* Requirements: Here is a listing, set out below; repeat its lines from the one with "For the benchmark, annotate every instance of the corrugated" to the last, both included, and leave out the pictures.

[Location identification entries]
+ + +

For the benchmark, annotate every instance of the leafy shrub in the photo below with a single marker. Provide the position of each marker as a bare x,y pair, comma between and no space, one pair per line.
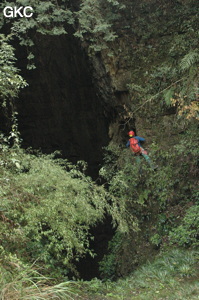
48,207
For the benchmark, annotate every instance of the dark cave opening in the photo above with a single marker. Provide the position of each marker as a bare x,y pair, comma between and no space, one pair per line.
61,110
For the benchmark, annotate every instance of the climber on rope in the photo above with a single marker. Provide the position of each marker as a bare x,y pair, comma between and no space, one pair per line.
134,143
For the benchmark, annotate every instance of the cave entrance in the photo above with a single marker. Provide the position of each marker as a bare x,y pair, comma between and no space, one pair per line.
60,109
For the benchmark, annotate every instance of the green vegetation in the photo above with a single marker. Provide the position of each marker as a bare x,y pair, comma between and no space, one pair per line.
173,275
48,206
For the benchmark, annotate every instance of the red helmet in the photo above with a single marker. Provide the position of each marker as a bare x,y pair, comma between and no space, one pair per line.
131,133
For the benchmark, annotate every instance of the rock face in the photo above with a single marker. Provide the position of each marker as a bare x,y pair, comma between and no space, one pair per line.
61,110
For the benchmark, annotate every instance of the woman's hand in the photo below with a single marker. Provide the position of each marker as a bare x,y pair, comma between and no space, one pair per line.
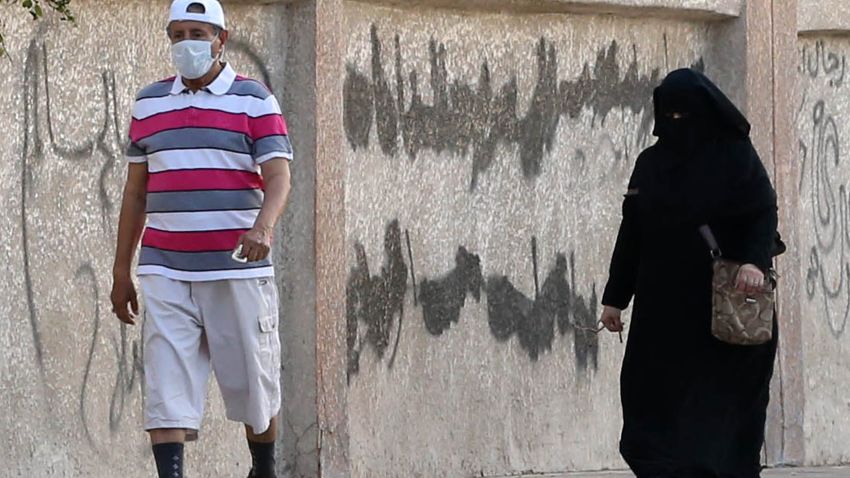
750,279
611,318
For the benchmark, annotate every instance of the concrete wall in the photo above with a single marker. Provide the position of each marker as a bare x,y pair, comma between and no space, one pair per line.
823,123
456,193
70,376
486,159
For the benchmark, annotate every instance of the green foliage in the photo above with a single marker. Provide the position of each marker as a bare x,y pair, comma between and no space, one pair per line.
36,9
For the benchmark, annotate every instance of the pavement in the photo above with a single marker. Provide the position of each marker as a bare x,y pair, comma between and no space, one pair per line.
831,472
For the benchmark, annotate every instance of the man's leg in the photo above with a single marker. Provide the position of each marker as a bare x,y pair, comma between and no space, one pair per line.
262,450
241,327
176,369
167,446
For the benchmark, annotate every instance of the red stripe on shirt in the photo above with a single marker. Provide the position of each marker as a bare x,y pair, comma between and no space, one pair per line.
254,128
202,241
203,179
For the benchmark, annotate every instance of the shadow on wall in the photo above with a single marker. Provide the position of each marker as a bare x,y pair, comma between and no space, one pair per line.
474,119
377,301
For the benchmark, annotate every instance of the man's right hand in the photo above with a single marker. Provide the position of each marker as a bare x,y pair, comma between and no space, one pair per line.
125,304
611,318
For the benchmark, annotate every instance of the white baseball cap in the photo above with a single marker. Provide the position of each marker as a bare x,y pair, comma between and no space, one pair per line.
213,13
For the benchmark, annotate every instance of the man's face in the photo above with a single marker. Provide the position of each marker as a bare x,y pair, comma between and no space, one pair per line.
188,30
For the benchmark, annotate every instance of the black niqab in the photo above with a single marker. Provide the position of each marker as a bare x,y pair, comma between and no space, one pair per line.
692,405
704,162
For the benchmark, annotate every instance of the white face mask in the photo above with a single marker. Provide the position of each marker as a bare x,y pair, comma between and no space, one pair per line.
193,58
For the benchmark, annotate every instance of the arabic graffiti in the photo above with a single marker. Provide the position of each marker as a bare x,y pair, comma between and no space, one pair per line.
819,61
474,119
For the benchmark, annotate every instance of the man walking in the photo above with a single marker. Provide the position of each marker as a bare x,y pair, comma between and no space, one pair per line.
209,173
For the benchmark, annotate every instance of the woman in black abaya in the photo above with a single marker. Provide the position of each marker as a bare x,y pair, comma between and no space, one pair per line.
692,406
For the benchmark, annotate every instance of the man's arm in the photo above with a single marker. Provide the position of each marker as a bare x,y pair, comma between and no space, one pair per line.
257,242
130,225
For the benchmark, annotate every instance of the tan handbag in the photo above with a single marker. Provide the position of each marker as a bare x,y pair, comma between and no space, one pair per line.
738,317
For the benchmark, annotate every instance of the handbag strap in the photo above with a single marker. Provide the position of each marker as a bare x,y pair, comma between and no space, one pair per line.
713,246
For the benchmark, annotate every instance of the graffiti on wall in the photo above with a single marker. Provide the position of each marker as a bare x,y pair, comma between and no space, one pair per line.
465,119
472,120
376,302
828,274
823,182
818,61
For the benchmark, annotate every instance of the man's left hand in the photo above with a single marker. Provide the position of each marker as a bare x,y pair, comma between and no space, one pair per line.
750,279
256,244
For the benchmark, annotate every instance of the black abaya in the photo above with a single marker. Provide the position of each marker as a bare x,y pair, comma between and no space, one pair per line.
692,405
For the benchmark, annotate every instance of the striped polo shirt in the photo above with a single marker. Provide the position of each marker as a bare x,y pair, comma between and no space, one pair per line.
203,152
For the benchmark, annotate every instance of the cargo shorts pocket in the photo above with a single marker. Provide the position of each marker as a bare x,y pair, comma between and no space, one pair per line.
269,343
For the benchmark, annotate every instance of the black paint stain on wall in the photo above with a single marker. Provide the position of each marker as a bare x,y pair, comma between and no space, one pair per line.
533,319
375,300
442,299
475,118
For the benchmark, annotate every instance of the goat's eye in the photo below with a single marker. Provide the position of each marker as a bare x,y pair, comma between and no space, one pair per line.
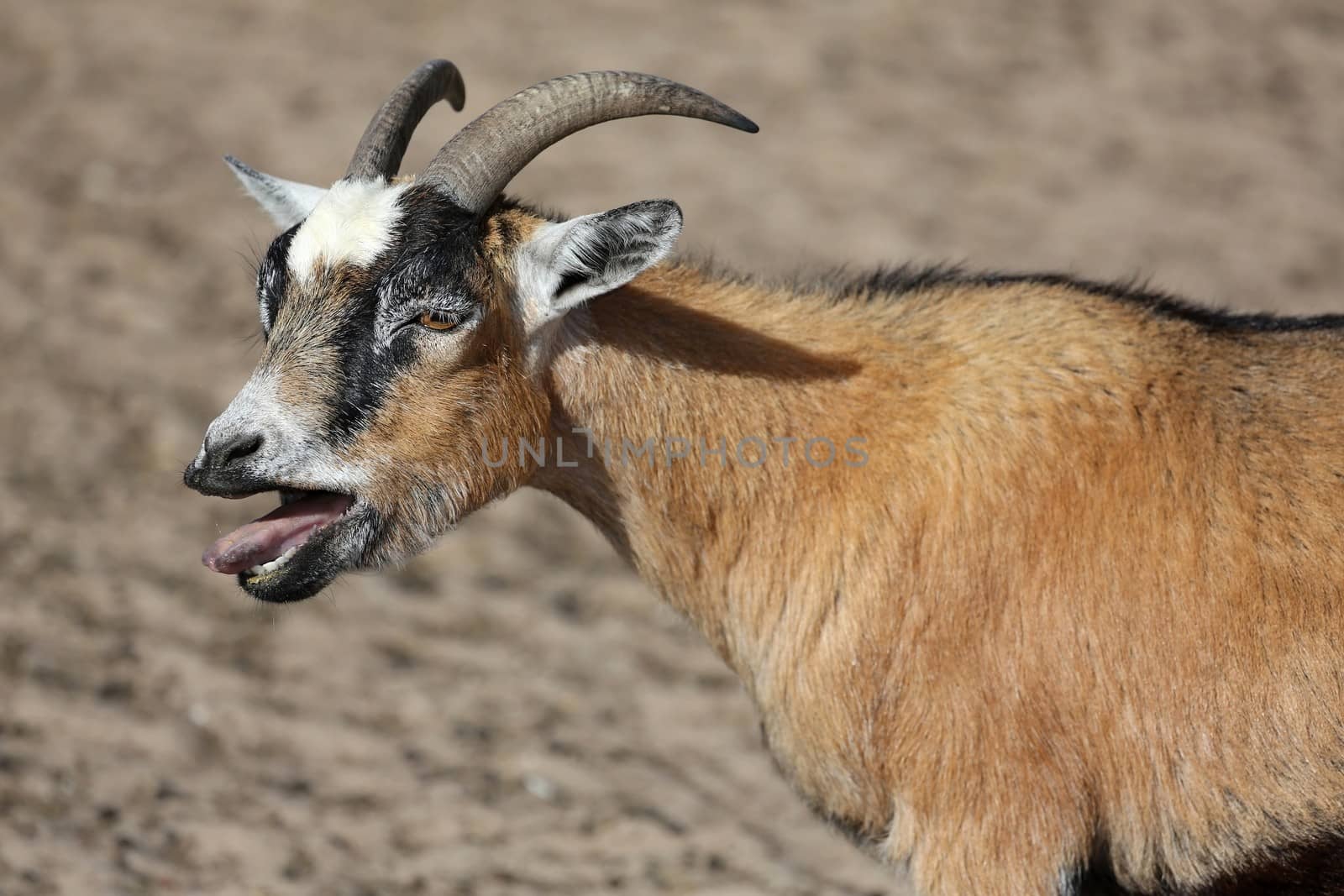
437,320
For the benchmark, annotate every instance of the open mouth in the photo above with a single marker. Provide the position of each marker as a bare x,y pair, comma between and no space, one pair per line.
281,555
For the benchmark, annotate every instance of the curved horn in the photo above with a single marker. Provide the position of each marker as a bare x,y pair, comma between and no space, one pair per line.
381,149
475,165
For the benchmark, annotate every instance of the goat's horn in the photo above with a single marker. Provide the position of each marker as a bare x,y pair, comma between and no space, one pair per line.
475,165
381,149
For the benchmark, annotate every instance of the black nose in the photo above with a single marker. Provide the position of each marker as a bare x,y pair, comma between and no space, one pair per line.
228,452
221,469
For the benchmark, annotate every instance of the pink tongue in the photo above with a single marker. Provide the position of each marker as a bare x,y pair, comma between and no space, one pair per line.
265,539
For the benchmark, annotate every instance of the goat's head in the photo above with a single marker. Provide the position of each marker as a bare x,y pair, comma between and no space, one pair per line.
407,324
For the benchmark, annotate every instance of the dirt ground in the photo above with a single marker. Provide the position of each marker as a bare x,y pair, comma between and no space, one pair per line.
514,712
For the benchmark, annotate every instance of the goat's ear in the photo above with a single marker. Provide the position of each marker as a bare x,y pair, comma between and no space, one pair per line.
286,202
568,264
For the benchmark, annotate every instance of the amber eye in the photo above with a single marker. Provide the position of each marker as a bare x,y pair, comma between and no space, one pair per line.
437,320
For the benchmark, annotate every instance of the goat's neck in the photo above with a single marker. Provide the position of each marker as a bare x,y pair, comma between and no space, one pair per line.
723,369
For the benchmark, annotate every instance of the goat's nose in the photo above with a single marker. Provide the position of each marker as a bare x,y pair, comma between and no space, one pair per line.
228,450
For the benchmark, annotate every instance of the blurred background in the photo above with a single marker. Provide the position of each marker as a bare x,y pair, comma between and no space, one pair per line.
514,712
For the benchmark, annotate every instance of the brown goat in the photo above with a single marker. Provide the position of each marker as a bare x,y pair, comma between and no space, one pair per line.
1035,582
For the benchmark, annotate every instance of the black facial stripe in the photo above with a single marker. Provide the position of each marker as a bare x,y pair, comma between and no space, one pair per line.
273,275
425,268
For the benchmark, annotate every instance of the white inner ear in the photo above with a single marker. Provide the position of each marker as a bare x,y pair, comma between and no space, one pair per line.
564,265
286,202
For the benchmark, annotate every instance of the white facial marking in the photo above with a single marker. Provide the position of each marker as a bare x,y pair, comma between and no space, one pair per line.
288,452
353,224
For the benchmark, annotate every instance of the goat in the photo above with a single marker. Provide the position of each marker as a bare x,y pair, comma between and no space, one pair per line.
1047,594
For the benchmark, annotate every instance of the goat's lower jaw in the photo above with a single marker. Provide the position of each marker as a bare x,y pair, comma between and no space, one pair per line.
320,546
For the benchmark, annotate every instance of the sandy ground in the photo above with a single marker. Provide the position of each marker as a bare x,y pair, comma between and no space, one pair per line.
514,712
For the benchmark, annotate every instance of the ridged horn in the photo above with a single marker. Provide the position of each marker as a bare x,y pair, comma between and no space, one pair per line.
475,165
383,145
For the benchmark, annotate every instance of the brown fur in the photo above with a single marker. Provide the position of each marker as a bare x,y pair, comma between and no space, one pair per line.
1079,607
1084,600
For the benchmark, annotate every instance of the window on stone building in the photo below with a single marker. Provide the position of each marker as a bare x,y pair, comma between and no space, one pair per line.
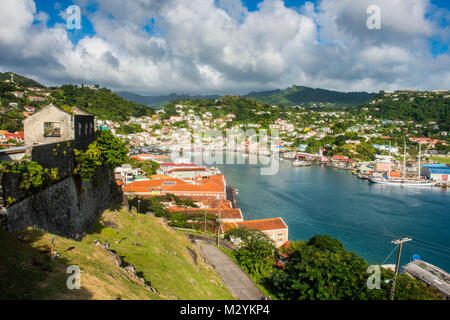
52,129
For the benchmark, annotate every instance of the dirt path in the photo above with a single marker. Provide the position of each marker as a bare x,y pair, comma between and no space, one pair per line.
236,280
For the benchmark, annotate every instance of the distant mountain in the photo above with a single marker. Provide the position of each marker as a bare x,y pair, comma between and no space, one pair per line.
298,95
157,101
20,80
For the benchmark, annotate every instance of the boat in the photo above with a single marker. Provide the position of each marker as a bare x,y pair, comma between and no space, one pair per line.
300,163
404,182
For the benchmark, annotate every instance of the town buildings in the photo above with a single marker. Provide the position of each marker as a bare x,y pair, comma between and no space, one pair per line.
52,124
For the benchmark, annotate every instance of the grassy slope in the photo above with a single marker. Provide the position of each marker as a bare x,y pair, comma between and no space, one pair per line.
163,259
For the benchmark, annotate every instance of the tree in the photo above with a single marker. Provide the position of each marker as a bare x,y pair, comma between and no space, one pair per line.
256,251
113,150
320,269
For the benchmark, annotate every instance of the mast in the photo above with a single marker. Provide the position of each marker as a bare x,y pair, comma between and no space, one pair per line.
404,158
390,163
418,173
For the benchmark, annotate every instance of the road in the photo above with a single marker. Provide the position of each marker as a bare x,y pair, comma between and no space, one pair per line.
236,280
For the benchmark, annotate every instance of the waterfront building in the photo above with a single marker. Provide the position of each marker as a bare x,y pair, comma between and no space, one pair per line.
436,173
431,275
275,228
211,186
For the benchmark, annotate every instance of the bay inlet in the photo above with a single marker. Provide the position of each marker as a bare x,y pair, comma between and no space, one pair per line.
365,217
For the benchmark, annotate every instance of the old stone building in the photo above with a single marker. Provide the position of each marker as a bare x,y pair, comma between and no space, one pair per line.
52,124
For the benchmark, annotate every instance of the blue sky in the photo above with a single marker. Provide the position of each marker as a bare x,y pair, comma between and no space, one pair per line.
229,46
53,9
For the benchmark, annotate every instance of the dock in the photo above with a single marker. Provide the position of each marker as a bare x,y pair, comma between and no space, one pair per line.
431,275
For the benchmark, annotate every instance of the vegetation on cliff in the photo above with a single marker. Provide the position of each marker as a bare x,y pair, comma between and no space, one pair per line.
107,150
318,269
167,261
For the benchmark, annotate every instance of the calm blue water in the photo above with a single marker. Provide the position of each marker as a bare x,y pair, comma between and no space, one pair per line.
365,217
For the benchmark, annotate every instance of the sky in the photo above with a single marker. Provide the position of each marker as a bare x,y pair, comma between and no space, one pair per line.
156,47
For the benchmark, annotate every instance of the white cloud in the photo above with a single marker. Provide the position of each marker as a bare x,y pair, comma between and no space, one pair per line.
207,46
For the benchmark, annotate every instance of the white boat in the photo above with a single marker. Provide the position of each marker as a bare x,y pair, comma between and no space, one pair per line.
300,163
403,182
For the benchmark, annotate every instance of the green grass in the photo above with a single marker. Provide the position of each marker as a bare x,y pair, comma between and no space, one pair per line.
162,258
264,290
445,160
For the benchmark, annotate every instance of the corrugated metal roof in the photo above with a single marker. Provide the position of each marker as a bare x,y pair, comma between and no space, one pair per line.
439,170
435,165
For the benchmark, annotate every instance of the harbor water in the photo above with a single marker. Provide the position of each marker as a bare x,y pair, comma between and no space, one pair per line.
365,217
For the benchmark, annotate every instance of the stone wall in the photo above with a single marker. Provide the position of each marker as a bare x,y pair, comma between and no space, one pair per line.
58,155
67,208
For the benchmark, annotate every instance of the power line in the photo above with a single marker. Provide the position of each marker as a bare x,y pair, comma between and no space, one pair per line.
387,258
433,244
398,242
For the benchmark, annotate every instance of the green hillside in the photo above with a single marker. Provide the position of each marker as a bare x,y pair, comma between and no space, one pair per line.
300,95
20,80
163,259
101,102
418,106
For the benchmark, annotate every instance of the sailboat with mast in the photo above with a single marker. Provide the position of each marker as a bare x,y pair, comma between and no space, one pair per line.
403,181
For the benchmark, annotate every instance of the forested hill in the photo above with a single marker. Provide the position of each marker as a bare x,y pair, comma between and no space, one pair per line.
295,95
417,106
101,102
20,80
300,95
159,101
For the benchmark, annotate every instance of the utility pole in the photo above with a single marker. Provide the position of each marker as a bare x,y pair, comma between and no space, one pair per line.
218,229
400,243
205,221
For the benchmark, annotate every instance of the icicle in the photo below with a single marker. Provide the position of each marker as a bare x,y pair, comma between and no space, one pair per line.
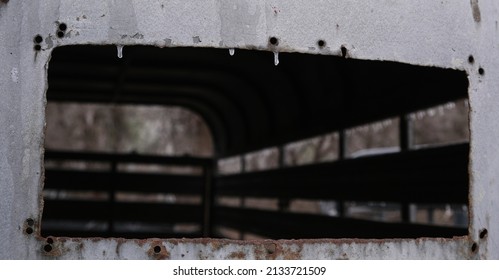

+ + +

* Problem solution:
For the benchmark, annotate every instance of the corrugated metal roof in the photo above with a single marker. Provide the position of each marker as a bare x,y pair, comma between and no space, one pair per line.
439,170
435,165
For the benchmark, annotate every instance of the harbor water in the photo above with a single marker. Provide the position of each marker as a bare x,y pair, comma between and no space, one pair per line.
365,217
For the benchmark, annotate every instance of the stone wall in the photo above with a single marker. Provide the position of each marker as a bare x,y pair, comma between and no space, one pair per line.
58,155
67,208
For the benchmark, annotate every instance of the power line in the photo above with a single marker. Provide the position of each marker as a bare x,y pair, comma between and no space, one pair per line.
387,258
433,244
398,242
For the benchmark, annotate every instance of the green hillside in the photo above with a single marker. Provide the position of each marker as a bare x,y pair, comma between and no space, one pair per line.
300,95
20,80
163,259
101,102
418,106
For the benchmark, annotate every instance of the sailboat with mast in the photo above with a single marker. Provide the position of each marker as a bare x,y pair, comma between and no space, one pair per line.
403,181
For the benchmark, annotate every instance of the forested hill in the photo above with a single marker. Provide the position of each marker as a bare x,y pair, comma between and no space, one pair per line.
295,95
417,106
101,102
20,80
300,95
159,101
For the benchmark, annotate every instance of the utility pole in the photo above with a single marker. Provide the position of each marker as a bare x,y pair, comma between and no space, one pair per line.
218,229
400,243
205,221
For the benchmark, annotate every instance of the icicle in the photo below with a single marker. Provide the position of each marker as a bare x,y pair, comma between and no space, one pair per line.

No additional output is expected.